= Task instructions =
Rewrite all the entries below, putting "mark" wherever "indicate" appears and leaving everything else unchanged.

◆ ◆ ◆ ◆ ◆

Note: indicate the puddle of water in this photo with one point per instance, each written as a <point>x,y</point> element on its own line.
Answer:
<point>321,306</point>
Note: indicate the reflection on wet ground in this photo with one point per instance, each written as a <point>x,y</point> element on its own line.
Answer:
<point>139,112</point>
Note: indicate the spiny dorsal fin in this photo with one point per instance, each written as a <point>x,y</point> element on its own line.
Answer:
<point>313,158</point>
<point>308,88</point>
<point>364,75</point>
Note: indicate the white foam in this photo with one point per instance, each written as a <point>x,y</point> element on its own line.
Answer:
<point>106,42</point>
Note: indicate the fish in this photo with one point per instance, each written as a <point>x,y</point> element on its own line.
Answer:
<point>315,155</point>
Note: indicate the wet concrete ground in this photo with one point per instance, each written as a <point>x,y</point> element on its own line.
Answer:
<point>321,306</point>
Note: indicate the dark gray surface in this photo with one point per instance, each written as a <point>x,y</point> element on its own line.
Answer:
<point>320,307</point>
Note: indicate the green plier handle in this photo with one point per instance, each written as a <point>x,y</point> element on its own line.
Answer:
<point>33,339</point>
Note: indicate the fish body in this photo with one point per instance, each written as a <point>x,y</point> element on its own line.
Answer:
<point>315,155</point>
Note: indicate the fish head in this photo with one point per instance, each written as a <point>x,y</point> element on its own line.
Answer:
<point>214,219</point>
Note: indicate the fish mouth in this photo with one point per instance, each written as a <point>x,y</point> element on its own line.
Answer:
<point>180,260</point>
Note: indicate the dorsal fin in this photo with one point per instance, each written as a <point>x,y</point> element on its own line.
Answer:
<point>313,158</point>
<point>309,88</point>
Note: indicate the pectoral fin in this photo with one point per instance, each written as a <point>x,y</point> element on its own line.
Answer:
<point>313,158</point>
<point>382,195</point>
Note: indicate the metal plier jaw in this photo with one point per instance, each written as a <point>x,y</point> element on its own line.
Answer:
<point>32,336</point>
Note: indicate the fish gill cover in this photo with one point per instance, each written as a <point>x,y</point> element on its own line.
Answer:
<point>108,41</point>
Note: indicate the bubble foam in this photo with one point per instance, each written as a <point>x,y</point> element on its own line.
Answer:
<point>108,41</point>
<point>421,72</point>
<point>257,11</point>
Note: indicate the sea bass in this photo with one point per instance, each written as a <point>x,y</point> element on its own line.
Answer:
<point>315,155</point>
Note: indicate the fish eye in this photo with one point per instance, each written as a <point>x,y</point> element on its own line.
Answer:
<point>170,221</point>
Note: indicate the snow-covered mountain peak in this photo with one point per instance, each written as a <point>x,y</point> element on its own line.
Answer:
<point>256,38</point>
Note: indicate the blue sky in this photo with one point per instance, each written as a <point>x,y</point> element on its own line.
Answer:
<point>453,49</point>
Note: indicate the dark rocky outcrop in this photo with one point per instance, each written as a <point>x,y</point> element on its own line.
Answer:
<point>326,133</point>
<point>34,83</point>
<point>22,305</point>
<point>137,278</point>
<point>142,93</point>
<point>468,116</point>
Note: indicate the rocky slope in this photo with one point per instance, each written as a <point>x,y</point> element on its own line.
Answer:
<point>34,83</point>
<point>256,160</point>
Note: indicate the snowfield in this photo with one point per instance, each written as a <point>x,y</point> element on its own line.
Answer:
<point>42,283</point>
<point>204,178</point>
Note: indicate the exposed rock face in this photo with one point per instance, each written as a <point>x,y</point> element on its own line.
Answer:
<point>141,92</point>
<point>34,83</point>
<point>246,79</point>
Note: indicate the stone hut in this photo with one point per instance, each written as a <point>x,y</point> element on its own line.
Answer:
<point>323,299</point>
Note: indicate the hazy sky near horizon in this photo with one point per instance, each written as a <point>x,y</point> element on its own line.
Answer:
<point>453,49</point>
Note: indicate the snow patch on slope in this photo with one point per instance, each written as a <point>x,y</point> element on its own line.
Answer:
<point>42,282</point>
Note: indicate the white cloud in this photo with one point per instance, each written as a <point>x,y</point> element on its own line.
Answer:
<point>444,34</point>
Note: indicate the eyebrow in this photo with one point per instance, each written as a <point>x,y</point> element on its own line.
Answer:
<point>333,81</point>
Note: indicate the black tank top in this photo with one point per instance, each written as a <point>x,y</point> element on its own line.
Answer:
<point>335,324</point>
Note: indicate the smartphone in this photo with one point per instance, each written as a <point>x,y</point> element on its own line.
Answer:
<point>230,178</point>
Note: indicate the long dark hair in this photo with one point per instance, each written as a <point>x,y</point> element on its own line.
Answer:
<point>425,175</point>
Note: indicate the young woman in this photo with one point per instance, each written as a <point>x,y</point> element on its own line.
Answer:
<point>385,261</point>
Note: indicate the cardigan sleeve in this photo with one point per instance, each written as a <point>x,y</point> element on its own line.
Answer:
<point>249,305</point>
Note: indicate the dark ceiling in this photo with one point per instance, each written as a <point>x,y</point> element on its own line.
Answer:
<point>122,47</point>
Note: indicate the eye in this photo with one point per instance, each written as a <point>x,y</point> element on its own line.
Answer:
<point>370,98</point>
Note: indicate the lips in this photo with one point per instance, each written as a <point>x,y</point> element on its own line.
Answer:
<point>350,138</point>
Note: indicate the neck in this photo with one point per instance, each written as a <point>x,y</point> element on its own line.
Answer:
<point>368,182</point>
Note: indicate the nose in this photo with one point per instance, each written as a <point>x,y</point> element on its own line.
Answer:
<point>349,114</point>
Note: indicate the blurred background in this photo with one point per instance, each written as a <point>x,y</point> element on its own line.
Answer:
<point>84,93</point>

◆ ◆ ◆ ◆ ◆

= Response below =
Note: mark the puddle of water in this photo with one point per instance, each written as a <point>x,y</point> element on its own line.
Answer:
<point>321,306</point>
Note: mark the reflection on wet ground in this photo with one point per instance, each written as a <point>x,y</point> element on its own line.
Answer:
<point>139,112</point>
Note: mark the spiny dorsal fin in this photo with one point per instance, each written as a <point>x,y</point> element on its own line.
Answer:
<point>313,158</point>
<point>308,88</point>
<point>364,75</point>
Note: mark the white foam in this photo with one point per instance, each written as a <point>x,y</point> element on its own line.
Answer:
<point>106,42</point>
Note: mark the fish in this photo with one point per instance, each written as a <point>x,y</point> element on its own line.
Answer:
<point>315,155</point>
Note: mark the wet concrete ground in this photo with one point per instance, each written as a <point>x,y</point> element on its own line.
Answer:
<point>321,306</point>
Note: mark the dark gray surface in this photo with one point per instance, each written as a <point>x,y</point> element on its own line.
Answer:
<point>320,307</point>
Note: mark the green plier handle in this photo with one point per instance, each written as a <point>x,y</point> element on its own line.
Answer:
<point>33,339</point>
Note: mark the fish body in this photo with one point per instance, each written as a <point>x,y</point> element on its own line.
Answer:
<point>315,155</point>
Note: mark the fish head in this photo with one point per instance, each written as a <point>x,y</point> element on its own line.
Answer:
<point>214,219</point>
Note: mark the fish mouth in this photo with one point per instance, each written as a <point>x,y</point> element on its own line.
Answer:
<point>180,260</point>
Note: mark the dorsal fin in this photo with one point per instance, each written as a <point>x,y</point> element on its own line.
Answer:
<point>313,158</point>
<point>309,88</point>
Note: mark the pectoral fin in this photo with one point per instance, each written as a <point>x,y</point> element on its own line.
Answer:
<point>313,158</point>
<point>382,195</point>
Note: mark the metal plier jaw in this photo with one point per instance, each written as a <point>x,y</point> element on its own line.
Answer:
<point>32,336</point>
Note: mark the fish gill cover in this photo with one point per instance, each written as a <point>x,y</point> element on its own line.
Answer:
<point>108,41</point>
Note: mark the bubble foam in this photo with one point per instance, each written as a <point>x,y</point> element on its own line.
Answer:
<point>108,41</point>
<point>421,72</point>
<point>257,11</point>
Note: mark the sea bass in this photo with one point per instance, each written as a <point>x,y</point> element on its own line.
Answer:
<point>315,155</point>
Note: mark the fish eye in this photo with one point per instance, each written as a <point>x,y</point> element on its own line.
Answer:
<point>170,221</point>
Note: mark the snow-covered mountain peak in this photo with one point per instance, each written as a <point>x,y</point> element on its own line.
Answer:
<point>256,38</point>
Note: mark the blue sky in this photo with one point per instance, each written as a <point>x,y</point> element on its own line.
Answer:
<point>453,49</point>
Note: mark the dark rocky outcrop in this photo with one point per instance, each written as a <point>x,y</point> element on its own line.
Answer:
<point>326,133</point>
<point>34,83</point>
<point>22,305</point>
<point>137,278</point>
<point>142,93</point>
<point>468,116</point>
Note: mark the rocky slope in this photo with one point per instance, each written as a <point>x,y</point> element on its own line.
Answer:
<point>34,83</point>
<point>256,160</point>
Note: mark the snowfield in this photo with one point per instance, each written as a <point>x,y</point> element on its own line.
Answer:
<point>42,283</point>
<point>204,178</point>
Note: mark the exposed rock face in this photo with one point per instance, each written as a <point>x,y</point> element on its own line.
Answer:
<point>141,92</point>
<point>34,83</point>
<point>246,79</point>
Note: mark the stone hut in this photo with one point per instance, each written as a <point>x,y</point> element on its own line.
Answer:
<point>323,299</point>
Note: mark the hazy sky near horizon in this photo with one point per instance, each written as a <point>x,y</point> element on its own line.
Answer:
<point>453,49</point>
Note: mark the snow patch on slope in this photo with one point per instance, each written as a <point>x,y</point> element on its own line.
Answer:
<point>42,282</point>
Note: mark the white cloud in this photo with one point per instance, each written as a <point>x,y</point> element on its own line.
Answer:
<point>444,34</point>
Note: mark the eyebrow in this photo with one point per instance, each written as a <point>x,y</point> element on its own line.
Answer:
<point>333,81</point>
Note: mark the black tank top in this photo with one point per instance, each written as a <point>x,y</point> element on its own line.
Answer:
<point>335,324</point>
Note: mark the smartphone in this photo with one point per instance, each written as a <point>x,y</point> element on its own line.
Answer:
<point>230,178</point>
Note: mark the long dark hair in this photo with one point per instance, each written as a <point>x,y</point> element on its own line.
Answer:
<point>425,175</point>
Note: mark the young woman in this photo with one point per instance, each written as a <point>x,y</point> element on its own line.
Answer:
<point>385,261</point>
Note: mark the cardigan sleeve in this photo with one point per instance, each written as a <point>x,y</point> element on its own line.
Answer:
<point>249,305</point>
Note: mark the dark ceiling in this photo with one point per instance, each written as a <point>x,y</point> element on its own line.
Answer:
<point>122,47</point>
Note: mark the eye in this photo with one point per instance, each written as a <point>x,y</point> element on its own line.
Answer:
<point>370,98</point>
Note: mark the lips in this photo with one point per instance, each written as a <point>x,y</point> element on its own line.
Answer:
<point>350,138</point>
Note: mark the neck in this photo with one point per instance, each written as a <point>x,y</point> element on its own line.
Answer:
<point>368,182</point>
Note: mark the nose in this photo with one point per instance, each written as a <point>x,y</point> element on its own line.
Answer:
<point>349,114</point>
Note: mark the blurred background in this photo with one point per instance, each written as a <point>x,y</point> element on its own line.
Answer:
<point>84,93</point>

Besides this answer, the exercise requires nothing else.